EXERCISE A
Copy the stretch of the glossary excerpt from "Gestural Computing" through "or voice-entry mechanism.", word for word.
EXERCISE B
Answer yes or no for each statement about the glossary excerpt, and quote the words from the excerpt that decide it. (i) Gesture-based computing relies on a keyboard or mouse. (ii) The fallacy of misplaced concreteness is a fallacy of ambiguity. (iii) Gamification is said to boost enterprise productivity.
EXERCISE C
What example of freeloading does the glossary excerpt give?

EXCERPT PROVIDED START

Fallacy of misplaced concreteness is a fallacy of ambiguity, when an abstraction (abstract belief or hypothetical construct) is treated as if it were a concrete real event or physical entity.
Freeloading
Freeloading (or being a 'freeloader') in everyday speech refers to the use by an individual or entity, for their or its own personal gain or benefit, of resources that do not belong to them in private and personal spheres, e.g. an uninvited guest's abuse of friends' and family's hospitality.
Gamification is a new form of Business System which can drive the digital workplace processes towards higher adoption and digital workforce towards higher motivation eventually boosting the enterprise productivity by a large extent.
Gestural Computing
Gesture-based computing refers to interfaces where the human body interacts with digital resources without using common input devices, such as a keyboard, mouse, game controller, or voice-entry mechanism.

EXCERPT PROVIDED END
DATA EXTRACT START

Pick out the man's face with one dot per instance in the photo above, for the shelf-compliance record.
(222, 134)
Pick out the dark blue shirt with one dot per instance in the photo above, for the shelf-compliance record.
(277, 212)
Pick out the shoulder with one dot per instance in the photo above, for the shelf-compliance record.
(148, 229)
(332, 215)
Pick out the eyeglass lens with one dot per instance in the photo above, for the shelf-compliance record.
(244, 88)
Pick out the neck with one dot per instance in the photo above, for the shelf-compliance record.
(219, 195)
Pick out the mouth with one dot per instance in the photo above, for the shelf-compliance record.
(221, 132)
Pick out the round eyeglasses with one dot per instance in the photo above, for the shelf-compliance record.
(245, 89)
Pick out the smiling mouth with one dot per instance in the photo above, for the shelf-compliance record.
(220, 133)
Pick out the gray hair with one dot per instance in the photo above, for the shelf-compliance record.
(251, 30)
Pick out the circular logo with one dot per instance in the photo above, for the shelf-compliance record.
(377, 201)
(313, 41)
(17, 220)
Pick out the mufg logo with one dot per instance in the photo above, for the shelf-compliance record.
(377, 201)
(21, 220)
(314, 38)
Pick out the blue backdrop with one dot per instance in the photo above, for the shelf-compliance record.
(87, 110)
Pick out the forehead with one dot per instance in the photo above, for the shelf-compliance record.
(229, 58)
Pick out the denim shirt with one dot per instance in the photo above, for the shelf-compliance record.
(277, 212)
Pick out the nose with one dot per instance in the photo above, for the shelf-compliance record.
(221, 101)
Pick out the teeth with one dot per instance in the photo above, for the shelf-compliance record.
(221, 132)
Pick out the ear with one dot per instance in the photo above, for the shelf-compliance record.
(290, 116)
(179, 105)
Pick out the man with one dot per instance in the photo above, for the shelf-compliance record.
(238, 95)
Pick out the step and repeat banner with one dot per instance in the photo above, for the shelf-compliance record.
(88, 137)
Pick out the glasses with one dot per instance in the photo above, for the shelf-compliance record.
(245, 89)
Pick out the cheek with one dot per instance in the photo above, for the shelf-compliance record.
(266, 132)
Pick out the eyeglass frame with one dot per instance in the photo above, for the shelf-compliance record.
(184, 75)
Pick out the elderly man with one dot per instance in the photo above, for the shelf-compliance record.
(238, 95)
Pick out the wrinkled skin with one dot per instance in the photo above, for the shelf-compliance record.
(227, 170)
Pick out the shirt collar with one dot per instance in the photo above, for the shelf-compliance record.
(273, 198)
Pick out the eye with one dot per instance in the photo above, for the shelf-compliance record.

DATA EXTRACT END

TASK SOLUTION A
Gestural Computing
Gesture-based computing refers to interfaces where the human body interacts with digital resources without using common input devices, such as a keyboard, mouse, game controller, or voice-entry mechanism.

TASK SOLUTION B
(i) No: "without using common input devices, such as a keyboard, mouse, game controller, or voice-entry mechanism."
(ii) Yes: "Fallacy of misplaced concreteness is a fallacy of ambiguity."
(iii) Yes: "eventually boosting the enterprise productivity by a large extent."

TASK SOLUTION C
An uninvited guest's abuse of friends' and family's hospitality.